To be done
Retype everything from the line containing "Extract thin plant" down to the end of the records, reproducing each line without any change.

The input
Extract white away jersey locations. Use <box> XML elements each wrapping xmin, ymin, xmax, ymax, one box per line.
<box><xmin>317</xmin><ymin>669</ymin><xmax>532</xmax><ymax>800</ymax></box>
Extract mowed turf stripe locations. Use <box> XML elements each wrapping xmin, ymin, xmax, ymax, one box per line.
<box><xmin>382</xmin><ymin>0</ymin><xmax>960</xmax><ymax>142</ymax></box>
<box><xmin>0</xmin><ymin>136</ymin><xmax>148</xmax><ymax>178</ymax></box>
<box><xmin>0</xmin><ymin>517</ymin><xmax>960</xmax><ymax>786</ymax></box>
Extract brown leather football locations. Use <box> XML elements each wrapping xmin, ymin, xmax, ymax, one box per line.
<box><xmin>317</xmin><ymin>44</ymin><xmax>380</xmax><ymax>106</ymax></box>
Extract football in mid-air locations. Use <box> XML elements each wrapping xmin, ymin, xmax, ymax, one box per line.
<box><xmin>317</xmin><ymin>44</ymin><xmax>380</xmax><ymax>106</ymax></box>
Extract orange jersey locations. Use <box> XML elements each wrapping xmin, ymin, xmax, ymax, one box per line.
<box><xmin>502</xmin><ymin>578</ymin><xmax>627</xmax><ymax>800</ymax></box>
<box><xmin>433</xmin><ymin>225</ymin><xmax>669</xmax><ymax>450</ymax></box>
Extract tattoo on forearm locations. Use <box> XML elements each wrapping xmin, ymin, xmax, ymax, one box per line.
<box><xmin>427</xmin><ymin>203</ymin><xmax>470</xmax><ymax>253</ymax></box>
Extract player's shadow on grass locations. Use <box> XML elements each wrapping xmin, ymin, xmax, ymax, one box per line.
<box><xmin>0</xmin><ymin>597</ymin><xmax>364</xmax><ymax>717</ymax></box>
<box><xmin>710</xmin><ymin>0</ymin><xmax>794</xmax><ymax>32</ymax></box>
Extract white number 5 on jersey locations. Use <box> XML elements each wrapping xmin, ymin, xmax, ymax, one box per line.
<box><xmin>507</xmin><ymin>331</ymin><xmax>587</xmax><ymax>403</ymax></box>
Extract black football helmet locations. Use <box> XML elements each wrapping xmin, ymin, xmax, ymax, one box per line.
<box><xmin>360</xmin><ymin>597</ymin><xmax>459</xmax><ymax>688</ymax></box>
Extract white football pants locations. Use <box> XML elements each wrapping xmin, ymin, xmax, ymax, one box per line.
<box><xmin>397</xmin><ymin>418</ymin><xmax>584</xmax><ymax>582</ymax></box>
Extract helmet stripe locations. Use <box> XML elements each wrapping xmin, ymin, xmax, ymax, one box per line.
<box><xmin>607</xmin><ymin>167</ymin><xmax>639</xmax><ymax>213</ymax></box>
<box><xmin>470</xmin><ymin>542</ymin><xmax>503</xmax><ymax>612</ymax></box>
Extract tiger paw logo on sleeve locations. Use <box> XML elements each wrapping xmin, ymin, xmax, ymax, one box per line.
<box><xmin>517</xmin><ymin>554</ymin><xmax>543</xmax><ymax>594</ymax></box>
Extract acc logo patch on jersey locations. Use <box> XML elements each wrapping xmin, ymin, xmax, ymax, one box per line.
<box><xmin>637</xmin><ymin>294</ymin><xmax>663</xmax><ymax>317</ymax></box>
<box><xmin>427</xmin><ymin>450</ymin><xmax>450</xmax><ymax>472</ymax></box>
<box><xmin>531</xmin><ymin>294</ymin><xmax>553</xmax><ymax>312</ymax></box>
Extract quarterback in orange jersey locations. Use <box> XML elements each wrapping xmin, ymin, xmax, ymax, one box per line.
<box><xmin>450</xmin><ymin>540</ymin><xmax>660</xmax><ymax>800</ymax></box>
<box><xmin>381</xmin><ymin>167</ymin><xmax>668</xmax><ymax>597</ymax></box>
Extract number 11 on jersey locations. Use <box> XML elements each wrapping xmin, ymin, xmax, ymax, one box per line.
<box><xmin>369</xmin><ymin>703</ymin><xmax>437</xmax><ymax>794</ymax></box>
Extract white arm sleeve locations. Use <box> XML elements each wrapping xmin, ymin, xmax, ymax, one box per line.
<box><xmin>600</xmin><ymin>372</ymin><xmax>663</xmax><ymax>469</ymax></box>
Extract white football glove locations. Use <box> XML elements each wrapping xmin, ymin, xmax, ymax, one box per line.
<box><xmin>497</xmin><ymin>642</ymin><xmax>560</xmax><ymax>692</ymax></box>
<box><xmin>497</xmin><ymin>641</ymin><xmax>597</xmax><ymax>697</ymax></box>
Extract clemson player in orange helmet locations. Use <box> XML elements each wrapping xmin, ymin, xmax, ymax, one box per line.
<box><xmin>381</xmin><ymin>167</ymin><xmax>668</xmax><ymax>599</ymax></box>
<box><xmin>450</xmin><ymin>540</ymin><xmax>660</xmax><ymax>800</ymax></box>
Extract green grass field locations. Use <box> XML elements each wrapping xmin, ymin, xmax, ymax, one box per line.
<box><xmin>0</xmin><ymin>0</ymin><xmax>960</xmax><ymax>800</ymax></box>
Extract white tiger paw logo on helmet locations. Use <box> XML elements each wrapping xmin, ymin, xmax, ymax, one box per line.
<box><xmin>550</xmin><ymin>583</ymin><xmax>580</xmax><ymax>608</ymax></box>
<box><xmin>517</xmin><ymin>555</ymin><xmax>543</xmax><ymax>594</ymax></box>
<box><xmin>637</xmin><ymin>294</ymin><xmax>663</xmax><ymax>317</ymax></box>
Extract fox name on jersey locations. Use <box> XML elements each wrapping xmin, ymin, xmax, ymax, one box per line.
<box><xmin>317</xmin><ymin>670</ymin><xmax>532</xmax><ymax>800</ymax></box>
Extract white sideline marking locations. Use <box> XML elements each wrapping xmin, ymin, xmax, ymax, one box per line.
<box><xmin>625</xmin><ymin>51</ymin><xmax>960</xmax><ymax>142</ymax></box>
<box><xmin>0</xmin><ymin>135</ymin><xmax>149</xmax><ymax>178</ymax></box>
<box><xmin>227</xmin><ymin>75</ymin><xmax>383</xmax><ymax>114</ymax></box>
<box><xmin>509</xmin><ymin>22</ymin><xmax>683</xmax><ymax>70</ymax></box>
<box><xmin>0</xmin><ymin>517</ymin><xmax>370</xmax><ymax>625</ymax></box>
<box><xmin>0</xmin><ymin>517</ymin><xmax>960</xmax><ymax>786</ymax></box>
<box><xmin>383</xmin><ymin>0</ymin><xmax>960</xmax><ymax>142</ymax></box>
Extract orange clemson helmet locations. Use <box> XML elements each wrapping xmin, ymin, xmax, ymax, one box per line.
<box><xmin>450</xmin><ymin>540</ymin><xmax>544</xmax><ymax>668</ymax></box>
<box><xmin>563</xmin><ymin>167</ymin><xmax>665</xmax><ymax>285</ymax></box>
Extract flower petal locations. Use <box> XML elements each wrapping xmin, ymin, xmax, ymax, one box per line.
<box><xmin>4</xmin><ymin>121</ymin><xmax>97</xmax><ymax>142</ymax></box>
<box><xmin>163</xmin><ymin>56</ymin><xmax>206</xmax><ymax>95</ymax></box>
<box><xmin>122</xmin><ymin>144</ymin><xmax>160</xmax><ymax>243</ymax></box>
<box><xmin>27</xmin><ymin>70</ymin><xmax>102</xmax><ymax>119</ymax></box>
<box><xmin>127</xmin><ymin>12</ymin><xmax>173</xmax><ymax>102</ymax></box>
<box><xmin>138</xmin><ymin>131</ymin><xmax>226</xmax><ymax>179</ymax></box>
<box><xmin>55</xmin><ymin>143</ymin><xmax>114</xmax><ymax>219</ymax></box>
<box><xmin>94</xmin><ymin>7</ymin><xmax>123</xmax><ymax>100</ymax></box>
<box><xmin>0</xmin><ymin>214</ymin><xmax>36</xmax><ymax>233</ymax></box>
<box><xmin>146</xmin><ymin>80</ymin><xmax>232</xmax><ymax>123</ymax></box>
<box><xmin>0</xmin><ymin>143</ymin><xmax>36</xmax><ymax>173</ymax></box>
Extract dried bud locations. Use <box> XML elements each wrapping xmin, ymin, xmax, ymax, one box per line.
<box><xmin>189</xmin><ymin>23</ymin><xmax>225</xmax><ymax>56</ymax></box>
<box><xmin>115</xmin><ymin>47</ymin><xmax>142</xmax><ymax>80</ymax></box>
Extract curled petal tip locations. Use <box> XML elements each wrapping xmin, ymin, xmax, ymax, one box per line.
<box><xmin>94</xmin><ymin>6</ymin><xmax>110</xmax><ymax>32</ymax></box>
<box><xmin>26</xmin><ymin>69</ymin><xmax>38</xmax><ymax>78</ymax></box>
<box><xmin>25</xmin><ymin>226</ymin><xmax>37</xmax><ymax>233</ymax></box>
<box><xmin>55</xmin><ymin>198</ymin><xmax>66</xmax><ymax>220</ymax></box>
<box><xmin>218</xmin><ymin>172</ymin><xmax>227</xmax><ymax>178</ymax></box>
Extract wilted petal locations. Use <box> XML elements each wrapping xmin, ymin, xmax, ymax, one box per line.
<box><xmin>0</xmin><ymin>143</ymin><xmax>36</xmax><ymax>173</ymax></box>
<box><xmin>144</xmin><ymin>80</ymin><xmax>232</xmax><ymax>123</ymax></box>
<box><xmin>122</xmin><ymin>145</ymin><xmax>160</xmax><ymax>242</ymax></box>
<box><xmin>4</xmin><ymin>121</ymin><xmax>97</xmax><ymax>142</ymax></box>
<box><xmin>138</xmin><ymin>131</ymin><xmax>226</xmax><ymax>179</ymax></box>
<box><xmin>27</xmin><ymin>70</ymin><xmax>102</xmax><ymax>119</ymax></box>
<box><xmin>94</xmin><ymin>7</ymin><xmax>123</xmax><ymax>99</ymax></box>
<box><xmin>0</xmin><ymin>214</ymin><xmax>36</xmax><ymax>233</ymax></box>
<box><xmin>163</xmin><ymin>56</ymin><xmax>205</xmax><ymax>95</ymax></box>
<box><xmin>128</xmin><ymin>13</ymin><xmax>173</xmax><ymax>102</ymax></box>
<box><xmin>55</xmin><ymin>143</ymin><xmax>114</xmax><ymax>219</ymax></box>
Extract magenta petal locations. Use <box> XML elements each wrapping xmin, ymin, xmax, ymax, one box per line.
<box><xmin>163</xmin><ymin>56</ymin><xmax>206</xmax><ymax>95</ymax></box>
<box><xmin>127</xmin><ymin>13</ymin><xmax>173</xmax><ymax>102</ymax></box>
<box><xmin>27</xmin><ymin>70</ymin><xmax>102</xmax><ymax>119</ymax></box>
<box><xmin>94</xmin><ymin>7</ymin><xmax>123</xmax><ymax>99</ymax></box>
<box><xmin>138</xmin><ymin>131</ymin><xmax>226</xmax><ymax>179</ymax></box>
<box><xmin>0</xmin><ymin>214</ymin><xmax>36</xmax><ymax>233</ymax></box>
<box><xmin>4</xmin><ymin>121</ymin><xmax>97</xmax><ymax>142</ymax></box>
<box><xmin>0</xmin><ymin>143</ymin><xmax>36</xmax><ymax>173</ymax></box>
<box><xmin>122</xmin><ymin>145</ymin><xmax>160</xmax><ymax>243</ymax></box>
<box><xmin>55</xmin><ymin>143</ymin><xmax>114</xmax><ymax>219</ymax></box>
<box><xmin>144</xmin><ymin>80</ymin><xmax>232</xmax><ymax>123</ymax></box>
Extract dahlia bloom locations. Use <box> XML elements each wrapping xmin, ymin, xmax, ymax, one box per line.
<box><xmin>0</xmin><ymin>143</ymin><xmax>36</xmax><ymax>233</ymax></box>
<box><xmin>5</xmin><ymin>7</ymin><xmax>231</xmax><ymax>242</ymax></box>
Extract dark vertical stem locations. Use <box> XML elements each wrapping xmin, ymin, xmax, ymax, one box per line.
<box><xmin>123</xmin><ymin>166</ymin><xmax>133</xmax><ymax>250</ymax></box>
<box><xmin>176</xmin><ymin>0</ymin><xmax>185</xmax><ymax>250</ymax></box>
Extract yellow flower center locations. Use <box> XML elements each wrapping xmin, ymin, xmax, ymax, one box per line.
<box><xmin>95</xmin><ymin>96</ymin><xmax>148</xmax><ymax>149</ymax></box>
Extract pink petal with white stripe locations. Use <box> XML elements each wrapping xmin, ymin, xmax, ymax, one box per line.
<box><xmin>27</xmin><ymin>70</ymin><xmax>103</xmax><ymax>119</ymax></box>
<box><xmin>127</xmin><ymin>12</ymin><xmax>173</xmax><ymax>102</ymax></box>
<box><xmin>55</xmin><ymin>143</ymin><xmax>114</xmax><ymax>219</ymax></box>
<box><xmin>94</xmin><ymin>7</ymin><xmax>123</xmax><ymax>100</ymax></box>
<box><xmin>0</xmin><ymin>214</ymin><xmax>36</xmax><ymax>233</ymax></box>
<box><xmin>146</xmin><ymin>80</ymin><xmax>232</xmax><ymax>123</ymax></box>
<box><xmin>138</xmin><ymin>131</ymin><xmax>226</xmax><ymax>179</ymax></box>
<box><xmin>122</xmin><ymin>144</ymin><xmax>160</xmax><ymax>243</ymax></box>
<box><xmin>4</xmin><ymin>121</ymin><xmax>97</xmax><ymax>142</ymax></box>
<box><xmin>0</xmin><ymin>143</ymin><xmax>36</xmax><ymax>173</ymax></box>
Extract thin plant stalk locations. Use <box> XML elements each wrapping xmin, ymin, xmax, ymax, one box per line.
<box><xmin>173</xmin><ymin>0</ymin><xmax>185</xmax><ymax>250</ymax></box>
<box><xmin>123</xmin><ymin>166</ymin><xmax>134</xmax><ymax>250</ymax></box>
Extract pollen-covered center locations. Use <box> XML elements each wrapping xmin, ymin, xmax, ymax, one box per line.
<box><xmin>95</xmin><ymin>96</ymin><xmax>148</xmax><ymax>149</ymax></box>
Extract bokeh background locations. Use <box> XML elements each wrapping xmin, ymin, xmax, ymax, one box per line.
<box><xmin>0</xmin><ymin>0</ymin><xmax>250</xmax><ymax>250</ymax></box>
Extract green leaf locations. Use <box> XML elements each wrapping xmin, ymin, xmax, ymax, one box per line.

Expected answer
Extract thin plant stalk locations. Use <box> XML elements each wrapping xmin, ymin, xmax, ymax, one box per line.
<box><xmin>173</xmin><ymin>0</ymin><xmax>185</xmax><ymax>250</ymax></box>
<box><xmin>123</xmin><ymin>166</ymin><xmax>134</xmax><ymax>250</ymax></box>
Extract pollen-covered center locations. Use <box> XML elements each wrapping xmin, ymin, xmax, ymax, one box per line.
<box><xmin>95</xmin><ymin>96</ymin><xmax>148</xmax><ymax>149</ymax></box>
Extract bokeh background locations. Use <box> XML elements each wrapping xmin, ymin, xmax, ymax, one box per line.
<box><xmin>0</xmin><ymin>0</ymin><xmax>250</xmax><ymax>250</ymax></box>
Extract green leaf locations. Use <box> XML elements each wrapping xmin, ymin, xmax, ymax, one box per line.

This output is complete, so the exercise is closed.